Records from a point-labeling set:
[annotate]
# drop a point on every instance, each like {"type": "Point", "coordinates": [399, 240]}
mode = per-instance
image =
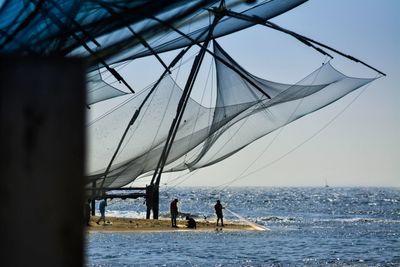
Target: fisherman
{"type": "Point", "coordinates": [102, 208]}
{"type": "Point", "coordinates": [191, 223]}
{"type": "Point", "coordinates": [87, 212]}
{"type": "Point", "coordinates": [174, 212]}
{"type": "Point", "coordinates": [218, 210]}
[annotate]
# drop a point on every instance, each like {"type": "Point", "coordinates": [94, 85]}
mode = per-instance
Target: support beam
{"type": "Point", "coordinates": [42, 107]}
{"type": "Point", "coordinates": [305, 40]}
{"type": "Point", "coordinates": [180, 110]}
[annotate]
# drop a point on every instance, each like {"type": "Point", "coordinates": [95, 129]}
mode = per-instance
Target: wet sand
{"type": "Point", "coordinates": [117, 224]}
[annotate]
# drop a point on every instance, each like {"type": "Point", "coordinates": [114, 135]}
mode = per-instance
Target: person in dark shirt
{"type": "Point", "coordinates": [174, 212]}
{"type": "Point", "coordinates": [218, 210]}
{"type": "Point", "coordinates": [102, 208]}
{"type": "Point", "coordinates": [191, 223]}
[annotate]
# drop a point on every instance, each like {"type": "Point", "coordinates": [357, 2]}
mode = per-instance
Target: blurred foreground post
{"type": "Point", "coordinates": [42, 153]}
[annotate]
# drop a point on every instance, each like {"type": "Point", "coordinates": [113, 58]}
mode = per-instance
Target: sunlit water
{"type": "Point", "coordinates": [309, 226]}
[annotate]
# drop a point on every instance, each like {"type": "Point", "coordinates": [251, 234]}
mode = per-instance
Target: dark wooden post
{"type": "Point", "coordinates": [42, 161]}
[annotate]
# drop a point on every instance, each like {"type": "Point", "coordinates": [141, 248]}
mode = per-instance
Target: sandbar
{"type": "Point", "coordinates": [119, 224]}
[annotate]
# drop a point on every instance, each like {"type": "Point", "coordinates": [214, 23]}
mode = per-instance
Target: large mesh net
{"type": "Point", "coordinates": [246, 108]}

* EXERCISE REQUIREMENTS:
Locate each line in the data above that contains the string "post", and copy every such line in full.

* TASK RESULT:
Target: blurred foreground post
Target: dark wooden post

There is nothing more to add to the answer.